* Start SUPPLIED DATA *

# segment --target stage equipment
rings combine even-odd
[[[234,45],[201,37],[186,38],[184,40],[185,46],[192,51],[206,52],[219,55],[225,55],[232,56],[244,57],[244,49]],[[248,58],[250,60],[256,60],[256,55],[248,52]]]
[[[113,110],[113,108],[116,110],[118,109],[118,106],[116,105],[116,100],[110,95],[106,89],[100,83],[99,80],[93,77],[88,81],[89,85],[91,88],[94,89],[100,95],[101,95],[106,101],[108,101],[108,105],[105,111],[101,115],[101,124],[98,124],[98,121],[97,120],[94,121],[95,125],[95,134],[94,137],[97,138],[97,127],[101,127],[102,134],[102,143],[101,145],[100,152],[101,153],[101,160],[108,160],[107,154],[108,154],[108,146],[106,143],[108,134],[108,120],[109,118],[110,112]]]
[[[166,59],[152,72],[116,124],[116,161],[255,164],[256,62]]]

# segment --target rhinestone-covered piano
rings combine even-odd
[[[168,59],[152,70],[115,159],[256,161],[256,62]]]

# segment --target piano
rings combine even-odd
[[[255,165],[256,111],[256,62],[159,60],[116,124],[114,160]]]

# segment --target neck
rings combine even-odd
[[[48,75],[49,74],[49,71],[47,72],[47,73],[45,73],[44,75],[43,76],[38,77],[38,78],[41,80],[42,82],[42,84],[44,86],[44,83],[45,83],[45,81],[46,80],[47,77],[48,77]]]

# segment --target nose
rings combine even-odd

* End SUPPLIED DATA *

→ TASK OBJECTIVE: Copy the listing above line for line, with no changes.

→ WORKED ANSWER:
# segment --target stage equipment
rings combine even-odd
[[[234,45],[201,37],[186,38],[184,40],[185,46],[192,51],[206,52],[219,55],[225,55],[232,56],[244,57],[244,49]],[[248,58],[250,60],[256,60],[256,55],[248,52]]]
[[[113,110],[113,108],[116,110],[118,109],[118,106],[116,105],[116,100],[110,95],[106,89],[100,83],[99,80],[93,77],[88,81],[89,85],[91,88],[94,89],[100,95],[101,95],[106,101],[108,101],[108,105],[105,111],[101,115],[101,124],[98,124],[98,121],[97,120],[94,121],[95,125],[95,134],[94,137],[97,138],[97,127],[101,127],[102,134],[102,143],[101,145],[100,152],[101,153],[101,160],[108,160],[107,154],[108,154],[108,146],[106,143],[108,134],[108,120],[109,118],[110,112]]]
[[[166,59],[152,72],[116,124],[116,161],[255,164],[256,62]]]

# segment --target rhinestone-covered piano
rings combine even-odd
[[[168,59],[152,70],[115,159],[256,161],[256,62]]]

# segment --target piano
rings combine even-odd
[[[255,165],[256,111],[256,62],[159,60],[116,124],[114,160]]]

# segment --target neck
rings combine even-odd
[[[48,75],[49,74],[49,71],[47,72],[47,73],[45,73],[44,75],[43,76],[38,77],[38,78],[41,80],[42,82],[42,84],[44,86],[44,83],[45,83],[45,81],[46,80],[47,77],[48,77]]]

# segment --target nose
rings combine even-odd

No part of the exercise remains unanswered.